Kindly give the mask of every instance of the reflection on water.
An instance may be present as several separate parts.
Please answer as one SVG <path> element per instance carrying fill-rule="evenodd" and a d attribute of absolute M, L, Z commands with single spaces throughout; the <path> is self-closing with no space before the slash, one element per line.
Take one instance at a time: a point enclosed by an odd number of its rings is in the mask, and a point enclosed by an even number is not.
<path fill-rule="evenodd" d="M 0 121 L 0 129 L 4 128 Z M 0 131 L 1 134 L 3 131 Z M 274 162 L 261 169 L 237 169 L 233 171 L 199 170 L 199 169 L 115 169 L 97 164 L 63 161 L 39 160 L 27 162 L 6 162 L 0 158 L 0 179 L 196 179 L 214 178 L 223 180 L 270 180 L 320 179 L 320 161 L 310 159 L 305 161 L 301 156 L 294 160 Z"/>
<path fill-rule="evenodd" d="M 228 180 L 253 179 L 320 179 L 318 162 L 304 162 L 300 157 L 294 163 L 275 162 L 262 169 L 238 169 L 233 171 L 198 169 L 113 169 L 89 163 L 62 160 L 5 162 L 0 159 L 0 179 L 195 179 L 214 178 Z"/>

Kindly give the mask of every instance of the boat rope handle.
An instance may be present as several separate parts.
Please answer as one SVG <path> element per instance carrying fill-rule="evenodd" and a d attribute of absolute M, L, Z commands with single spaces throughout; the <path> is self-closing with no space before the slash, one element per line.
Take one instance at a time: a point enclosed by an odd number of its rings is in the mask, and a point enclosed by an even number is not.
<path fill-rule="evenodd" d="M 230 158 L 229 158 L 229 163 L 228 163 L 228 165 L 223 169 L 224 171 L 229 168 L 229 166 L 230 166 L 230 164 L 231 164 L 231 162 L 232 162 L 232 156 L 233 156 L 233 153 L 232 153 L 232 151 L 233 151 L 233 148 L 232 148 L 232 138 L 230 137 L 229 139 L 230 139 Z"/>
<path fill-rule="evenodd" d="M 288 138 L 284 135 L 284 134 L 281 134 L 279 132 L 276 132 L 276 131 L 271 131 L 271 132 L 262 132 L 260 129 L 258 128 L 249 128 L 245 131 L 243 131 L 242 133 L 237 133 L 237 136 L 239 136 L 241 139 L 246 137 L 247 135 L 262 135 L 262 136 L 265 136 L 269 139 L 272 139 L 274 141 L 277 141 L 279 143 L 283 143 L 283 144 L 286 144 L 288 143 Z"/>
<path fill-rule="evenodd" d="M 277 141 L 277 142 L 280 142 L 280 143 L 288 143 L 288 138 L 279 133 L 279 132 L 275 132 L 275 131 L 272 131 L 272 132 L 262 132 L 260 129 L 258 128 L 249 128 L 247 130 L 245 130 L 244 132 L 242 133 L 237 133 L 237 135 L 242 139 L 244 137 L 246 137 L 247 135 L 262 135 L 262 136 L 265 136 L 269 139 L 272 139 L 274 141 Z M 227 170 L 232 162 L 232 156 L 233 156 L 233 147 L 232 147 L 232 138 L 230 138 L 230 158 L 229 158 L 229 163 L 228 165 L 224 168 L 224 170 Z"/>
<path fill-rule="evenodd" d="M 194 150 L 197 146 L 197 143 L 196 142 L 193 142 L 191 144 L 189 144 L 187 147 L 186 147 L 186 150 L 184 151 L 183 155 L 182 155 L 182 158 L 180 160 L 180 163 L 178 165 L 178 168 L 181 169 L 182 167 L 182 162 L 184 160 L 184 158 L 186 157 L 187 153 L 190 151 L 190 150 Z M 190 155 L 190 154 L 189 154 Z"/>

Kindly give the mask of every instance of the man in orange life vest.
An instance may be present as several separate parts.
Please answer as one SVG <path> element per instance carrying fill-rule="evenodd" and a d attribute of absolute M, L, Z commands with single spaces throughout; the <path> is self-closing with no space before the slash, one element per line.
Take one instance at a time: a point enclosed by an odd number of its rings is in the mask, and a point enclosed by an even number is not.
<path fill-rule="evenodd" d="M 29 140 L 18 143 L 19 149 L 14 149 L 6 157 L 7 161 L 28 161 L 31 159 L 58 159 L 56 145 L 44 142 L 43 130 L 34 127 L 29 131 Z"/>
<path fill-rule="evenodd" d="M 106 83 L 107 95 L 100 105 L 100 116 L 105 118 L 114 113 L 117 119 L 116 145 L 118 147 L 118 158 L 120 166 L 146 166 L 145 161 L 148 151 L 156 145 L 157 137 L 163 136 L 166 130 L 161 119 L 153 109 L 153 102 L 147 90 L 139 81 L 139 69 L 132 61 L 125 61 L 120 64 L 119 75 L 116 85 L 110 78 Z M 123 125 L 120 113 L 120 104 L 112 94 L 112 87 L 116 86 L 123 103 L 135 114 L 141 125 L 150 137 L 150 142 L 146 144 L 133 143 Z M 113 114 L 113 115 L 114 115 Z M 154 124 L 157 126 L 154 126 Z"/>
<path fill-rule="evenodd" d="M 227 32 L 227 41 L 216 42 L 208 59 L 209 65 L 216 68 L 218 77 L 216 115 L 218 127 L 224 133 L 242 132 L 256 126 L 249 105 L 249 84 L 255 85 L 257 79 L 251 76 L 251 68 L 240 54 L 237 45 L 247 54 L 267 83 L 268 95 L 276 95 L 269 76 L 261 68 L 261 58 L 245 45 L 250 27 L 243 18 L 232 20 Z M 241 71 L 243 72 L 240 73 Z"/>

**Exercise goal**
Go through the records and copy each one exactly.

**Finished exercise**
Kindly give the mask of every instance of the reflection on water.
An instance may be present as several separate parts.
Please answer as one SVG <path> element per instance carrying fill-rule="evenodd" and a d attribute of absolute M, L, Z commands with single spaces throughout; the <path> is self-closing with no space before the slash, one element per line.
Take one instance at a time: a point enclosed by an odd number of its rings is in the mask, and a point enclosed by an even number is not.
<path fill-rule="evenodd" d="M 0 121 L 0 129 L 4 128 Z M 0 131 L 1 134 L 3 131 Z M 274 162 L 261 169 L 237 169 L 233 171 L 199 170 L 199 169 L 115 169 L 97 164 L 63 161 L 39 160 L 27 162 L 6 162 L 0 158 L 0 179 L 196 179 L 214 178 L 223 180 L 270 180 L 320 179 L 320 161 L 310 159 L 305 161 L 301 156 L 294 160 Z"/>
<path fill-rule="evenodd" d="M 228 180 L 253 179 L 320 179 L 318 162 L 304 162 L 300 157 L 294 163 L 275 162 L 262 169 L 238 169 L 233 171 L 198 169 L 113 169 L 89 163 L 62 160 L 5 162 L 0 159 L 0 179 L 195 179 L 214 178 Z"/>

Kindly give the mask of every instance of the boat rope handle.
An instance may be present as several separate parts.
Please answer as one SVG <path> element per instance carrying fill-rule="evenodd" and a d attribute of absolute M, L, Z commands with single spaces throughout; the <path> is self-closing with no space before the slash, one element per line.
Take one instance at a time: a point enclosed by an odd number of its rings is in the mask, and a point enclosed by an even number is not.
<path fill-rule="evenodd" d="M 230 158 L 229 158 L 229 163 L 228 163 L 228 165 L 223 169 L 224 171 L 229 168 L 229 166 L 230 166 L 230 164 L 231 164 L 231 162 L 232 162 L 232 156 L 233 156 L 233 153 L 232 153 L 232 151 L 233 151 L 233 148 L 232 148 L 232 138 L 230 137 L 229 139 L 230 139 Z"/>
<path fill-rule="evenodd" d="M 288 138 L 284 135 L 284 134 L 281 134 L 279 132 L 276 132 L 276 131 L 271 131 L 271 132 L 262 132 L 260 129 L 258 128 L 249 128 L 245 131 L 243 131 L 242 133 L 237 133 L 237 136 L 239 136 L 241 139 L 246 137 L 247 135 L 262 135 L 262 136 L 265 136 L 269 139 L 272 139 L 274 141 L 277 141 L 279 143 L 283 143 L 283 144 L 286 144 L 288 143 Z"/>
<path fill-rule="evenodd" d="M 277 141 L 277 142 L 280 142 L 280 143 L 288 143 L 288 138 L 279 133 L 279 132 L 275 132 L 275 131 L 272 131 L 272 132 L 262 132 L 260 129 L 258 128 L 249 128 L 247 130 L 245 130 L 244 132 L 242 133 L 237 133 L 237 135 L 242 139 L 244 137 L 246 137 L 247 135 L 262 135 L 262 136 L 265 136 L 269 139 L 272 139 L 274 141 Z M 227 170 L 232 162 L 232 156 L 233 156 L 233 147 L 232 147 L 232 138 L 230 138 L 230 158 L 229 158 L 229 163 L 228 165 L 224 168 L 224 170 Z"/>
<path fill-rule="evenodd" d="M 194 150 L 197 146 L 197 143 L 196 142 L 193 142 L 191 144 L 189 144 L 187 147 L 186 147 L 186 150 L 184 151 L 183 155 L 182 155 L 182 158 L 180 160 L 180 163 L 178 165 L 178 168 L 181 169 L 182 167 L 182 162 L 184 160 L 184 158 L 186 157 L 187 153 L 190 151 L 190 150 Z M 190 155 L 190 154 L 189 154 Z"/>

Kindly give the mask of every instance of the man in orange life vest.
An instance may be present as several separate parts.
Please answer as one SVG <path> element per instance carrying fill-rule="evenodd" and a d attribute of absolute M, L, Z commands with single spaces throughout; the <path> is self-closing with no space before the slash, one element per line.
Take one instance at a time: a point enclosed by an odd number of its rings is in the mask, and a point enclosed by an even number is not.
<path fill-rule="evenodd" d="M 29 140 L 18 143 L 19 149 L 14 149 L 6 157 L 7 161 L 28 161 L 31 159 L 58 159 L 56 145 L 44 142 L 43 130 L 34 127 L 29 131 Z"/>
<path fill-rule="evenodd" d="M 106 83 L 107 95 L 100 105 L 100 116 L 105 118 L 114 113 L 117 119 L 116 145 L 118 147 L 118 158 L 120 166 L 146 166 L 145 161 L 148 151 L 156 145 L 157 137 L 163 136 L 166 130 L 161 119 L 153 109 L 153 102 L 147 90 L 139 81 L 139 69 L 132 61 L 125 61 L 120 64 L 119 75 L 116 85 L 110 78 Z M 123 125 L 120 113 L 120 104 L 112 94 L 112 87 L 116 86 L 123 103 L 135 114 L 141 125 L 150 137 L 150 142 L 146 144 L 133 143 Z M 113 114 L 113 115 L 114 115 Z M 154 124 L 157 126 L 154 126 Z"/>
<path fill-rule="evenodd" d="M 227 32 L 227 41 L 216 42 L 208 59 L 209 65 L 216 68 L 218 77 L 216 115 L 218 127 L 224 133 L 242 132 L 256 126 L 249 105 L 249 84 L 255 85 L 257 79 L 251 76 L 251 68 L 240 54 L 237 45 L 247 54 L 267 83 L 268 95 L 276 95 L 269 76 L 261 68 L 261 58 L 245 45 L 250 27 L 243 18 L 232 20 Z M 241 71 L 243 72 L 240 73 Z"/>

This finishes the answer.